Bertie Ahern's authority as leader and Taoiseach and the links between political standards and party funding are bound to be two of the critical issues in the next general election.
This week Ahern's authority, shaken by the impact of Michael Noonan's arrival, has been seriously undermined by his mishandling of the O'Keeffe affair. And Fianna Fail is under increasing pressure from Labour on corporate funding and electoral spending.
To make matters worse, an outbreak of foot-and-mouth disease in Britain underlines the importance of food safety - Ned O'Keeffe was responsible for food - and the resumed hearings of the Flood tribunal remind us of tangled webs where business and politics conspire.
The fact that O'Keeffe was responsible for food while meat and bonemeal was mild under special licence by a family firm and fed to animals on a family farm must have seemed to outsiders a bit Irish - though if they'd dared say so we'd have put on our green jerseys and complained.
The fact that he didn't acknowledge his interests and connections when he spoke for the Government in a Dail debate on a Labour motion on BSE in November was indisputable. Yet for almost three months he sat it out. And so did the Taoiseach.
In Ahern's case it was par for the course. Remember how he made John Ellis, who was up to his neck in trouble with farmers, chairman of an Oireachtas committee on agriculture? How Liam Lawlor, also up to his neck in trouble, became Fianna Fail's authority on Oireachtas members' interests?
Northern Ireland and European affairs were bound to be vital interests at the turn of the century. In 1997 Ahern entrusted them to Ray Burke, about whom questions were raised before, during and after his appointment. Remember how in his case, as in Lawlor's, Ellis's and Denis Foley's, Ahern refused to budge until he had no option?
What made O'Keeffe's case different was that, even when the junior minister had resigned, Ahern, looking more confused than usual, refused to tell the Dail exactly what had happened before or after the resignation.

[Records excerpted from a collection]
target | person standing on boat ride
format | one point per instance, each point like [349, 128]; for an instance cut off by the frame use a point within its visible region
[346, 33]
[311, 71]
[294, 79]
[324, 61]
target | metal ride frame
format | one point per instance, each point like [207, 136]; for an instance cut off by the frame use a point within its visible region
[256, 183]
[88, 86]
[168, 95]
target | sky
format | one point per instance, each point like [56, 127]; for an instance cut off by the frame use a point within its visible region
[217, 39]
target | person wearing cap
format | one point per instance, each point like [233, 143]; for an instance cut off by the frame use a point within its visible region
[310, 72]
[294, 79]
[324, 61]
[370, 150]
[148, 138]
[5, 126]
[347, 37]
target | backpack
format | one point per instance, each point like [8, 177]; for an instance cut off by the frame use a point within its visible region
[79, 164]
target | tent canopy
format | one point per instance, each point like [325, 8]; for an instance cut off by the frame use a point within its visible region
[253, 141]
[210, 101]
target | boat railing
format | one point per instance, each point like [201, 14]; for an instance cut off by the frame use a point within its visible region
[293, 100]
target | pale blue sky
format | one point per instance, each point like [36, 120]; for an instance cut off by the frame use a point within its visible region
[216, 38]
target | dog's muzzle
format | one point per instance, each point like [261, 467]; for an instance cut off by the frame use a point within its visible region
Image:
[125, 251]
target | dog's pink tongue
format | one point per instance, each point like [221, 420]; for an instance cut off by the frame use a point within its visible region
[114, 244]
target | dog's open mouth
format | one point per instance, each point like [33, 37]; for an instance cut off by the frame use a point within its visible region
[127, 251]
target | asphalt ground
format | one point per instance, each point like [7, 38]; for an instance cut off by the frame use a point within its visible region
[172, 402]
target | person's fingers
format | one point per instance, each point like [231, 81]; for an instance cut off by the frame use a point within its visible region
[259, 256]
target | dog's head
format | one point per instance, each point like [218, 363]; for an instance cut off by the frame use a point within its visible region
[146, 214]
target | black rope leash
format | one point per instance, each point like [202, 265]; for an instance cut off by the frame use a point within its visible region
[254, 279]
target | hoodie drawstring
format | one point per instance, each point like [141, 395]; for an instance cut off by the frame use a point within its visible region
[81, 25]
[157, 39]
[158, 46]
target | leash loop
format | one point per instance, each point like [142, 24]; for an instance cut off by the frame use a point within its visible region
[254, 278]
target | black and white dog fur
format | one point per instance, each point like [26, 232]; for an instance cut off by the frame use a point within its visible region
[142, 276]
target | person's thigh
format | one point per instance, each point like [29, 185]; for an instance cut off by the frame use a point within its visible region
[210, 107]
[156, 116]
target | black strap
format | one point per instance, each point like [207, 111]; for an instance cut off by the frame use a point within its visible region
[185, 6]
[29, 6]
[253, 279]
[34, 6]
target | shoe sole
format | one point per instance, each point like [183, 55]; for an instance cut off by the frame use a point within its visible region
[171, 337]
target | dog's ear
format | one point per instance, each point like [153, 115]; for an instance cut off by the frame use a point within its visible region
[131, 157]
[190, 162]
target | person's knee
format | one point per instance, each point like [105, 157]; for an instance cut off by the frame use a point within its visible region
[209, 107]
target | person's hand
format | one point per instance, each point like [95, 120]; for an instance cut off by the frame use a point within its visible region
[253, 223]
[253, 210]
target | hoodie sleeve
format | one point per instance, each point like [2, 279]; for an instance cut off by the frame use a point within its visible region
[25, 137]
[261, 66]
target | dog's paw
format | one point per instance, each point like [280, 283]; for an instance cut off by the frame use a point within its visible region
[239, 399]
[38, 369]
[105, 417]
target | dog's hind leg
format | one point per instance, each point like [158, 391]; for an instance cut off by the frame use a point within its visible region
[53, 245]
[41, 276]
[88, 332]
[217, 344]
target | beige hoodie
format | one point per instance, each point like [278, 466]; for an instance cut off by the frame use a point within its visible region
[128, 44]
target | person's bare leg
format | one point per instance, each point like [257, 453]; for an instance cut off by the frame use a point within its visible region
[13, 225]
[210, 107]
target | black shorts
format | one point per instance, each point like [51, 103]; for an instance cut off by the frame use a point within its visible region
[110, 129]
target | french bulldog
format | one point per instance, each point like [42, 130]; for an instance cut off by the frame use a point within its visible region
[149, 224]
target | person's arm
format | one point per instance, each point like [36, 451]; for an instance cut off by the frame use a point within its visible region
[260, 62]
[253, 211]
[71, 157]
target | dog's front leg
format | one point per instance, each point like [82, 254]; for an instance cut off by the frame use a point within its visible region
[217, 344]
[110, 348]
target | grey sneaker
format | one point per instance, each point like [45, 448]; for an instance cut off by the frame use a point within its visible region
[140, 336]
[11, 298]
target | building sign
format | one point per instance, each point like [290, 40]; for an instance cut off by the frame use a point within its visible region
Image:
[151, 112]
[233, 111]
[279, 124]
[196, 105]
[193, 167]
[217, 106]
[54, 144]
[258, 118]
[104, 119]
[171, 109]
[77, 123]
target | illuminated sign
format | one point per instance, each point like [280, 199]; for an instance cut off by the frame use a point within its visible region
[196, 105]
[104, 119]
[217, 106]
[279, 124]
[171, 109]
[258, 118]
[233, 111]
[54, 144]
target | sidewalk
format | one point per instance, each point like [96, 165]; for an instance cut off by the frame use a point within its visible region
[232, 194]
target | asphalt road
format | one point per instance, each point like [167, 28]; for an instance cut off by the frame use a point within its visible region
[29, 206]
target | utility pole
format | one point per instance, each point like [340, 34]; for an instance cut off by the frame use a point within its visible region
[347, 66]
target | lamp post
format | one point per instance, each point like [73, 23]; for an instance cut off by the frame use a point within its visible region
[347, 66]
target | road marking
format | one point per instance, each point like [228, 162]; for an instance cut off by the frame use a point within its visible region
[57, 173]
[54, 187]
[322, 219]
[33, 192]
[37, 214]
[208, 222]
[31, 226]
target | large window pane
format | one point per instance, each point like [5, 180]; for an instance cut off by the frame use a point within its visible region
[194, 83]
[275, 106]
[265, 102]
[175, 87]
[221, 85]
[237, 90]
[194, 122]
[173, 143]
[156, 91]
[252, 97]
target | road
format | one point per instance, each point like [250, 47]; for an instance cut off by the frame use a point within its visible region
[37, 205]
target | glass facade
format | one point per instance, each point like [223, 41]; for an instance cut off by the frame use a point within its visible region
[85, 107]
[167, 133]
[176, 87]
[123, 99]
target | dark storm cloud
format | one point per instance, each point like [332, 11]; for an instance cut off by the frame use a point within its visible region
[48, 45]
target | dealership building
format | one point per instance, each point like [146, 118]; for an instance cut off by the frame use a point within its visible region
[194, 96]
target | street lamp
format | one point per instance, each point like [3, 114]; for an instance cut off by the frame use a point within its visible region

### TASK SET:
1. In the commentary on Ahern's leadership, to whom did Ahern entrust Northern Ireland and European affairs in 1997?
2. Write out the passage of the commentary on Ahern's leadership between "What made O'Keeffe's" and "after the resignation.", inclusive.
The data have no part in this work.

### ANSWERS FOR THE TASKS:
1. Ray Burke

2.
What made O'Keeffe's case different was that, even when the junior minister had resigned, Ahern, looking more confused than usual, refused to tell the Dail exactly what had happened before or after the resignation.